EXERCISE AIM: Exactly the lines below from the one with "Target: attached garage" up to and including the one with "Target: leafy bush" make up the answer, with nothing else added.

TASK MATERIAL:
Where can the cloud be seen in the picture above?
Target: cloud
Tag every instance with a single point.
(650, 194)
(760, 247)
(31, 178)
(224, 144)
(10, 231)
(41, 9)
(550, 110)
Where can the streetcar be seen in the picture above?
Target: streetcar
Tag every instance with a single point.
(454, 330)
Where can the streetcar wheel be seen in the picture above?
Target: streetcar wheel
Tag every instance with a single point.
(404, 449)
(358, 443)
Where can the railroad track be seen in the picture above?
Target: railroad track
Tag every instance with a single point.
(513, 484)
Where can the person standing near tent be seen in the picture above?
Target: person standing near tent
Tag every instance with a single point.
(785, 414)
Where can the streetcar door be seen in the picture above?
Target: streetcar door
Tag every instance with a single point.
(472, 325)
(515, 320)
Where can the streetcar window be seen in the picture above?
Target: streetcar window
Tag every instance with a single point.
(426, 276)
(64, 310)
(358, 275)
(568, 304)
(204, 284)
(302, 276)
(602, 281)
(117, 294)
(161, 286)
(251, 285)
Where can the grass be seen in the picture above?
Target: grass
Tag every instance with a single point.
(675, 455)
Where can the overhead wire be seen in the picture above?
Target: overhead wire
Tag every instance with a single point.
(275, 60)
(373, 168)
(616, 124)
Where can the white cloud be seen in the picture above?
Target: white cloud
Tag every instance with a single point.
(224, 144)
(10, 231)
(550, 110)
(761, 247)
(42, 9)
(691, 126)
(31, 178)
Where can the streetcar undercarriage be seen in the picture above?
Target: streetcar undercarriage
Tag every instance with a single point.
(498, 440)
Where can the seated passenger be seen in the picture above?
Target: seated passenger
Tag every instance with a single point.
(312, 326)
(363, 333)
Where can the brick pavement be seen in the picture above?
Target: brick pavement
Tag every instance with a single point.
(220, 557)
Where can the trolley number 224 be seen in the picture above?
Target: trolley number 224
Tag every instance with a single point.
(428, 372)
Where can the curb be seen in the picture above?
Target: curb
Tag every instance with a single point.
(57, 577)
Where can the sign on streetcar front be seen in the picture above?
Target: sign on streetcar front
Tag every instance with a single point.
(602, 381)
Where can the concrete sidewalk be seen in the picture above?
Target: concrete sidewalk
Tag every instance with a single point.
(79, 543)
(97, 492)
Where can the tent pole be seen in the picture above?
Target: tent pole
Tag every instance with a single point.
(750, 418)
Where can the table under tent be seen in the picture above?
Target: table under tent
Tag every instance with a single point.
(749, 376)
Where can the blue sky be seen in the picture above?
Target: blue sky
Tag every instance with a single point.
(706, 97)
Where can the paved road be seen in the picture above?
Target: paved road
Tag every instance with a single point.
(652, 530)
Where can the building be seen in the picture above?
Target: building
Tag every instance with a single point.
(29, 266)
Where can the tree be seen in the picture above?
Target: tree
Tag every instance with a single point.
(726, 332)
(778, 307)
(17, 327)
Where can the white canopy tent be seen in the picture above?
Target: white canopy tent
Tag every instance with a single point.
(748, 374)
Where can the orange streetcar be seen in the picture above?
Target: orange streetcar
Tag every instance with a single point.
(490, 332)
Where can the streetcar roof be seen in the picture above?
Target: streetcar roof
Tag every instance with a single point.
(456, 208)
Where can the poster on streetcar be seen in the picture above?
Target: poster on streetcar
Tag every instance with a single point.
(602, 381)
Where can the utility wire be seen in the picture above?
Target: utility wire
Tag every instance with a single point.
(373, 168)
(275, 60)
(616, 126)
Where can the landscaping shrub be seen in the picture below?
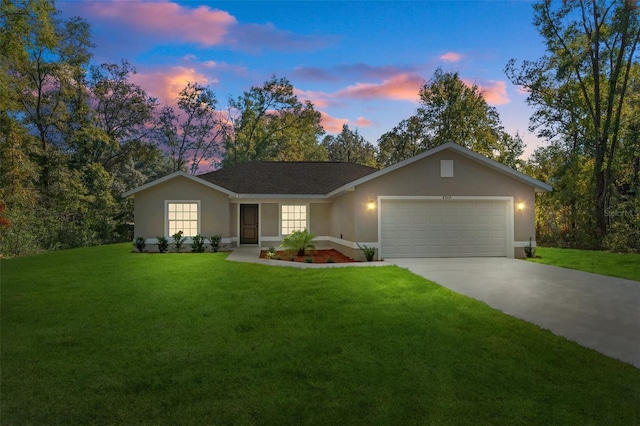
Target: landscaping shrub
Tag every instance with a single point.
(197, 245)
(299, 242)
(529, 250)
(163, 244)
(215, 242)
(140, 243)
(178, 240)
(369, 252)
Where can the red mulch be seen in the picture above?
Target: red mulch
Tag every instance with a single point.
(319, 256)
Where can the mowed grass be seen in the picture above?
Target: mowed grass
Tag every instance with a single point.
(621, 265)
(104, 336)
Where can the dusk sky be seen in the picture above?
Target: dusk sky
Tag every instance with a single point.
(359, 62)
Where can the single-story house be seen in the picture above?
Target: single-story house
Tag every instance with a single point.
(446, 202)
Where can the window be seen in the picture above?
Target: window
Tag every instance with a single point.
(446, 168)
(183, 217)
(294, 218)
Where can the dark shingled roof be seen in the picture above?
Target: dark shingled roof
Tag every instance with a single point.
(271, 177)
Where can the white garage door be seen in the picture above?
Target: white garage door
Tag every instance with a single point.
(444, 228)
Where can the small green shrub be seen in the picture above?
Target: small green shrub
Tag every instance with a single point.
(178, 240)
(215, 242)
(271, 253)
(369, 252)
(299, 242)
(530, 250)
(140, 243)
(197, 245)
(163, 244)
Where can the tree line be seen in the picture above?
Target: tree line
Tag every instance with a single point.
(74, 135)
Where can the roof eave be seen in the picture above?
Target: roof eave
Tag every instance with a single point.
(289, 196)
(538, 185)
(174, 175)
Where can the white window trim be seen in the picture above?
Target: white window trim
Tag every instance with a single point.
(308, 211)
(166, 214)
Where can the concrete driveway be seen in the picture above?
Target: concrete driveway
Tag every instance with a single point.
(596, 311)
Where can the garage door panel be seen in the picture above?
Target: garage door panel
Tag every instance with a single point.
(447, 228)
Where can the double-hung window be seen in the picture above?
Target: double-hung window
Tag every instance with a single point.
(293, 218)
(183, 216)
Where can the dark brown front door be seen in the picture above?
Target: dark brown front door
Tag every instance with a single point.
(248, 224)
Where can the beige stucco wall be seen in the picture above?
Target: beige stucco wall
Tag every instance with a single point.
(270, 216)
(342, 217)
(149, 210)
(319, 218)
(422, 178)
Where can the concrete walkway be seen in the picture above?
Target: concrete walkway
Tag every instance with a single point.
(596, 311)
(252, 255)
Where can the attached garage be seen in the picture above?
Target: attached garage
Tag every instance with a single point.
(455, 227)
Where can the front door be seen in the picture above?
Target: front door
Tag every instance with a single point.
(248, 224)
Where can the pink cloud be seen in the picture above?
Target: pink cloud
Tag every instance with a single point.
(136, 24)
(363, 122)
(494, 92)
(319, 99)
(451, 57)
(215, 65)
(400, 87)
(166, 84)
(334, 124)
(166, 20)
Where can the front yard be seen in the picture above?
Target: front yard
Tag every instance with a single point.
(621, 265)
(102, 336)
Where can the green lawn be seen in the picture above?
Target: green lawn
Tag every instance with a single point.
(103, 336)
(621, 265)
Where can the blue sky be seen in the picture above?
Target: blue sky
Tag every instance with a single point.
(359, 62)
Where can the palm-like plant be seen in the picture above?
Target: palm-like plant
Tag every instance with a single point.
(299, 241)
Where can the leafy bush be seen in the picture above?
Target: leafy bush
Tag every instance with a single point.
(140, 243)
(299, 241)
(178, 240)
(369, 252)
(215, 242)
(197, 245)
(271, 253)
(530, 250)
(163, 244)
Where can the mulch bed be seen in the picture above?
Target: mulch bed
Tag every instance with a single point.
(318, 256)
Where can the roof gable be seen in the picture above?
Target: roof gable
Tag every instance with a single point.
(287, 178)
(316, 178)
(173, 176)
(539, 186)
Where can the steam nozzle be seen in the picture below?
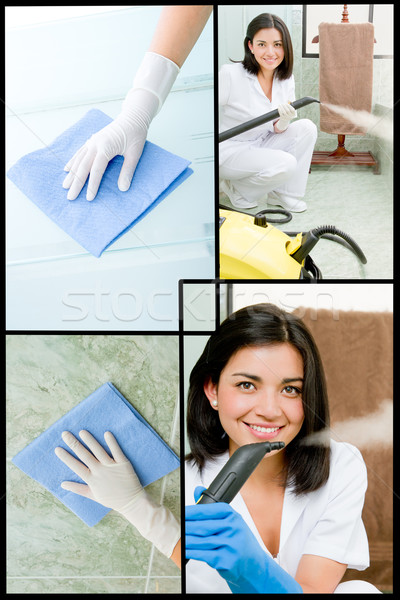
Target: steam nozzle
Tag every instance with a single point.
(235, 473)
(273, 114)
(237, 470)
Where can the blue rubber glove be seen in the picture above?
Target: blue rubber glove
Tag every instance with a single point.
(218, 535)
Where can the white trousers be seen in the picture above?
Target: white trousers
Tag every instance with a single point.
(356, 587)
(276, 162)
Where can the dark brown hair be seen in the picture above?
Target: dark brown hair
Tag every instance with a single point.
(259, 325)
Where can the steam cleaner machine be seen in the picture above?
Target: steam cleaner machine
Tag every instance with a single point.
(251, 247)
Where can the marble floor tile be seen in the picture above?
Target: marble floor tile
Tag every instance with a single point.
(49, 549)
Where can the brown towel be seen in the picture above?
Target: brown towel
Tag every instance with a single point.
(357, 352)
(346, 53)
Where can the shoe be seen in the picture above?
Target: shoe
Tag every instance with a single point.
(291, 204)
(235, 198)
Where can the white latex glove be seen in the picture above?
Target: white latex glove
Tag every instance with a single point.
(126, 135)
(286, 114)
(112, 481)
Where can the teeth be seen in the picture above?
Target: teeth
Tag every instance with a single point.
(264, 429)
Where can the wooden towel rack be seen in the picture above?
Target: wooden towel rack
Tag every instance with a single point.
(341, 153)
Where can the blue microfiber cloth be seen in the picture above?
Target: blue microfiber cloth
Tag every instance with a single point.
(104, 410)
(97, 224)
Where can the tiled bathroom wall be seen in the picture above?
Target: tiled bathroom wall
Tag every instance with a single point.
(49, 549)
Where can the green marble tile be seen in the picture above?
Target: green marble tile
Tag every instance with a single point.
(167, 585)
(85, 585)
(49, 549)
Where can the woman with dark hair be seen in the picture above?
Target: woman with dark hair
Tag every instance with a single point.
(270, 161)
(296, 524)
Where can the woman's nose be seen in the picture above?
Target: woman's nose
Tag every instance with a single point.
(268, 405)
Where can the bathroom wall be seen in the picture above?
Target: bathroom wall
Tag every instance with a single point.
(49, 549)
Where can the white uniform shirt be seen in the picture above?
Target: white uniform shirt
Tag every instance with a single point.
(325, 523)
(241, 98)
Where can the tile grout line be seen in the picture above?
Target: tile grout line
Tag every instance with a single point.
(163, 486)
(17, 577)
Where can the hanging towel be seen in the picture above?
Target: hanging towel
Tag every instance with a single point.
(106, 409)
(97, 224)
(346, 52)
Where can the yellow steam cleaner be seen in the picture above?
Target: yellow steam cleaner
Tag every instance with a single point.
(250, 247)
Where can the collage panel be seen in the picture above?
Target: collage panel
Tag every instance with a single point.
(185, 413)
(89, 88)
(305, 141)
(74, 398)
(289, 441)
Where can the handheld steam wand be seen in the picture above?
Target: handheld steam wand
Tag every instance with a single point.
(273, 114)
(235, 473)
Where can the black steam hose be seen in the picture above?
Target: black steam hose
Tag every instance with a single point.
(273, 114)
(310, 238)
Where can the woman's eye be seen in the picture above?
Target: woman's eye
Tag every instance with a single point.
(246, 385)
(292, 391)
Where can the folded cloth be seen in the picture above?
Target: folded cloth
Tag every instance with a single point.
(97, 224)
(346, 52)
(104, 410)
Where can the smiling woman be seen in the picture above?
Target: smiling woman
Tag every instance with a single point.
(295, 526)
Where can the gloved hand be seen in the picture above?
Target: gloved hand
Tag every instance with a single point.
(112, 481)
(286, 114)
(126, 135)
(218, 535)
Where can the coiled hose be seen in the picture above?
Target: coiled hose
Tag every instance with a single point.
(329, 232)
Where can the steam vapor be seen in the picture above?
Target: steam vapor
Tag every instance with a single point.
(359, 431)
(377, 126)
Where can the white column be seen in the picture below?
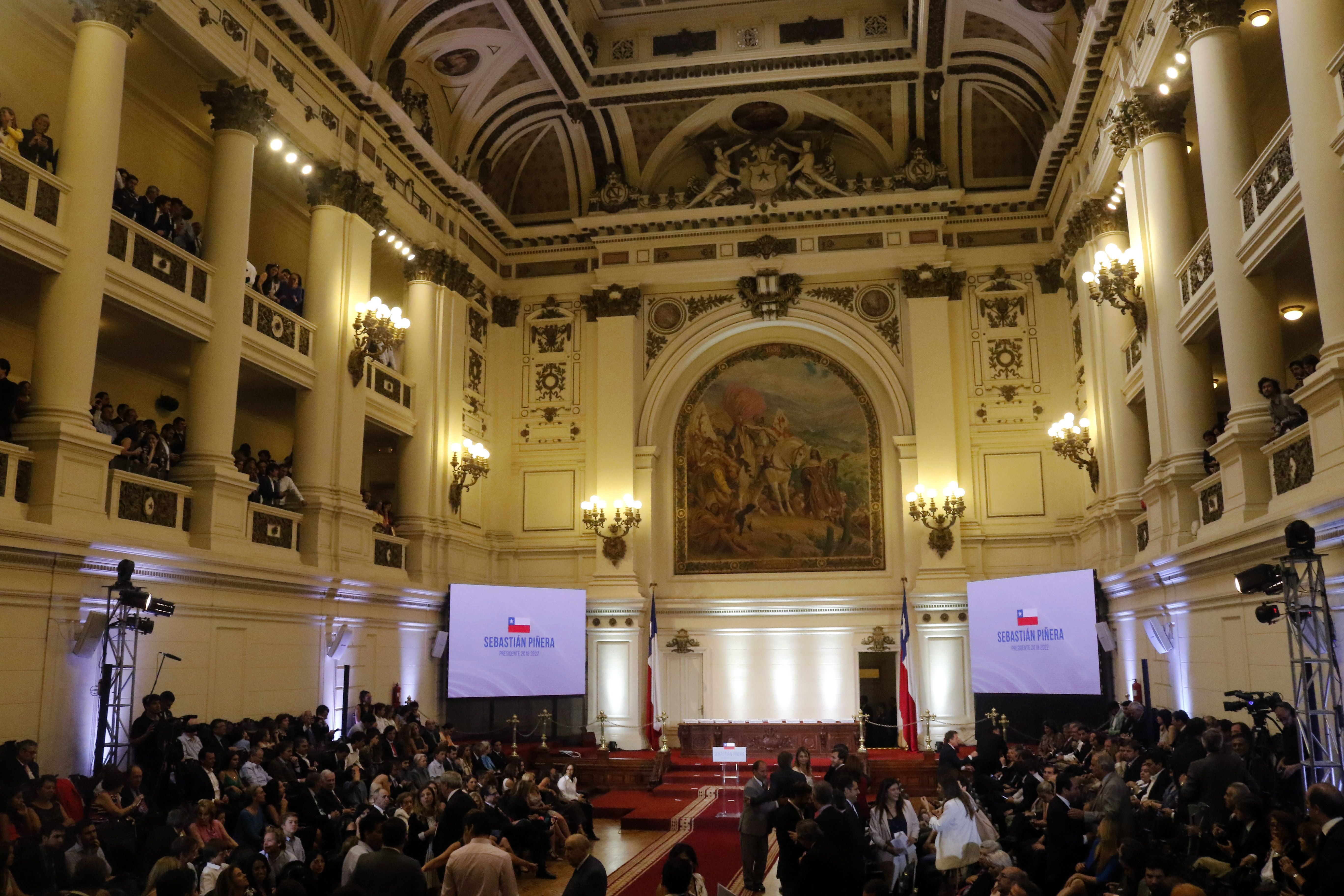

YOUR SOLUTION:
Target: attached garage
Tag every instance with a single point.
(455, 227)
Where can the front door be seen in the picture above?
Target: front door
Tag every instance with a single point.
(248, 224)
Where can the pink cloud be seen in the picture above?
Target: pink cloud
Tag every instance with a single point.
(136, 24)
(363, 122)
(494, 92)
(319, 99)
(451, 57)
(215, 65)
(400, 87)
(166, 84)
(334, 124)
(166, 20)
Where can the front yard be seen in the picture above?
Target: front yard
Tag every instance with a single point.
(621, 265)
(102, 336)
Where can the green lawn be seen in the picture above?
Target: green lawn
Tag every instance with a single point.
(103, 336)
(621, 265)
Where can the blue sky be seen in the picture above?
Target: blue sky
Tag every instance with a single point.
(359, 62)
Where can the palm-like plant be seen in the picture above?
Target: palm-like plant
Tag every instance with a single point.
(299, 241)
Where can the leafy bush be seen in the picture above?
Target: leafy bush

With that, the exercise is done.